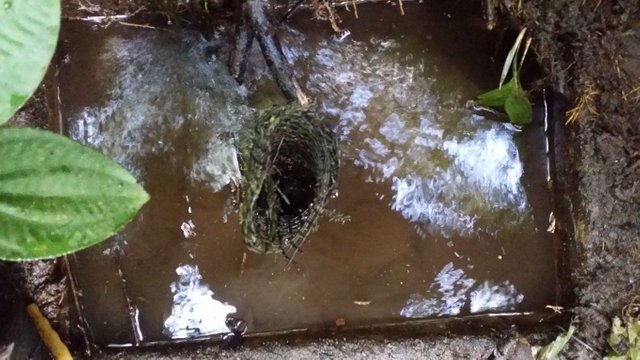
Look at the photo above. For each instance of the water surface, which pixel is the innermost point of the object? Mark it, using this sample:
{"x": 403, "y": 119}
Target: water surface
{"x": 440, "y": 211}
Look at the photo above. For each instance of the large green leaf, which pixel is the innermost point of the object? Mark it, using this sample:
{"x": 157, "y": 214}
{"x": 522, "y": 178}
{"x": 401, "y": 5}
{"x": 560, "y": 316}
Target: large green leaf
{"x": 28, "y": 36}
{"x": 551, "y": 351}
{"x": 57, "y": 196}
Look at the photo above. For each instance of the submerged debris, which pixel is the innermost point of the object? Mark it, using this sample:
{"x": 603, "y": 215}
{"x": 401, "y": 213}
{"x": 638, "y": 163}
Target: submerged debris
{"x": 289, "y": 164}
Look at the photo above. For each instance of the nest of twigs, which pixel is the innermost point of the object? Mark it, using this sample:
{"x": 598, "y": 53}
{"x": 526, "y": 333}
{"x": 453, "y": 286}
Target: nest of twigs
{"x": 289, "y": 163}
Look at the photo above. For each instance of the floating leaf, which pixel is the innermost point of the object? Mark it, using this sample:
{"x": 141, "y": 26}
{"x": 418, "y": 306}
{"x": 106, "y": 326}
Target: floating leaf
{"x": 518, "y": 108}
{"x": 552, "y": 350}
{"x": 497, "y": 97}
{"x": 57, "y": 196}
{"x": 28, "y": 36}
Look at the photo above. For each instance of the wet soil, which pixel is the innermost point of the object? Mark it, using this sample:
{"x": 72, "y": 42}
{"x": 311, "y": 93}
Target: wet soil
{"x": 589, "y": 52}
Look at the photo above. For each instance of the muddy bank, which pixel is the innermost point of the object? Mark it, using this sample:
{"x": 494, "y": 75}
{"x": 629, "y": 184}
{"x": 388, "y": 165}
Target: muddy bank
{"x": 590, "y": 53}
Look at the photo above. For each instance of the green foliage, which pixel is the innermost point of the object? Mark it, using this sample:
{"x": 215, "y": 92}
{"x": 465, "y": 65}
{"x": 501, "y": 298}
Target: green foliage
{"x": 28, "y": 36}
{"x": 56, "y": 196}
{"x": 624, "y": 339}
{"x": 510, "y": 96}
{"x": 552, "y": 350}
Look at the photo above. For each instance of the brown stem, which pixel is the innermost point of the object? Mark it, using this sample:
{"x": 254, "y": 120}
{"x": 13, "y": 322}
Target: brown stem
{"x": 255, "y": 16}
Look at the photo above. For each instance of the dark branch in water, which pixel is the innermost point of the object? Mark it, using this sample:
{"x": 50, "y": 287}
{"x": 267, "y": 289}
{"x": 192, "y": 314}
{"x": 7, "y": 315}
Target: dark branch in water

> **GOAL OF THE EXERCISE**: An exact copy of the entries above, with no pictures, is the required answer.

> **SOLUTION**:
Look at the photo above. For each instance of the water surface, which pixel is the innermost point of the object? Mark it, using this sample:
{"x": 403, "y": 119}
Target: water surface
{"x": 440, "y": 211}
Look at the photo above. For each instance of the large green leaf, which pixel is the innermost point of the object? Mark it, using this sample:
{"x": 157, "y": 214}
{"x": 522, "y": 178}
{"x": 401, "y": 5}
{"x": 560, "y": 316}
Target: large green leaf
{"x": 28, "y": 36}
{"x": 551, "y": 351}
{"x": 57, "y": 196}
Look at the photo above. For each instance of the submerged debris, which pixel is the innermost point of the object? Mark it, using this sample:
{"x": 603, "y": 215}
{"x": 401, "y": 213}
{"x": 638, "y": 163}
Target: submerged debris
{"x": 289, "y": 164}
Look at the photo above. For each instance of the nest of twigs, which pixel is the innermost point of the object? Mark it, using this sample:
{"x": 598, "y": 53}
{"x": 526, "y": 333}
{"x": 453, "y": 286}
Target: nest of twigs
{"x": 289, "y": 163}
Look at the photo above. For each instance of the floating leaf, which pixel is the innermost point of the object? Mark it, using this sample:
{"x": 141, "y": 26}
{"x": 418, "y": 306}
{"x": 106, "y": 326}
Target: floating leaf
{"x": 518, "y": 108}
{"x": 552, "y": 350}
{"x": 497, "y": 97}
{"x": 57, "y": 196}
{"x": 28, "y": 36}
Look at the photo above. For each instance of the wet soil, which pixel is the innermost point of the object? Mark it, using this sample:
{"x": 72, "y": 42}
{"x": 311, "y": 93}
Target: wet soil
{"x": 589, "y": 52}
Look at the photo above. For each instance of the muddy bank, which pixel is the innermost point of the object? Mark it, using this sample:
{"x": 494, "y": 75}
{"x": 629, "y": 184}
{"x": 388, "y": 165}
Target: muddy bank
{"x": 590, "y": 53}
Look at the photo above. For each instance of the green foliage, which pixel is the innermost point of the object? Mark it, using this sample:
{"x": 215, "y": 92}
{"x": 465, "y": 65}
{"x": 501, "y": 298}
Target: green foliage
{"x": 28, "y": 36}
{"x": 56, "y": 196}
{"x": 624, "y": 339}
{"x": 510, "y": 96}
{"x": 552, "y": 350}
Look at the photo above. For each instance of the brown stem, which pixel is the innermost point of the object? Mark it, using this sample:
{"x": 254, "y": 120}
{"x": 13, "y": 322}
Target: brown stem
{"x": 255, "y": 16}
Look at the photo above. For each instance of the dark branch in water, which pixel is the innermost point of the object? Mark it, using this sample:
{"x": 50, "y": 287}
{"x": 267, "y": 289}
{"x": 192, "y": 314}
{"x": 7, "y": 315}
Target: dark branch in water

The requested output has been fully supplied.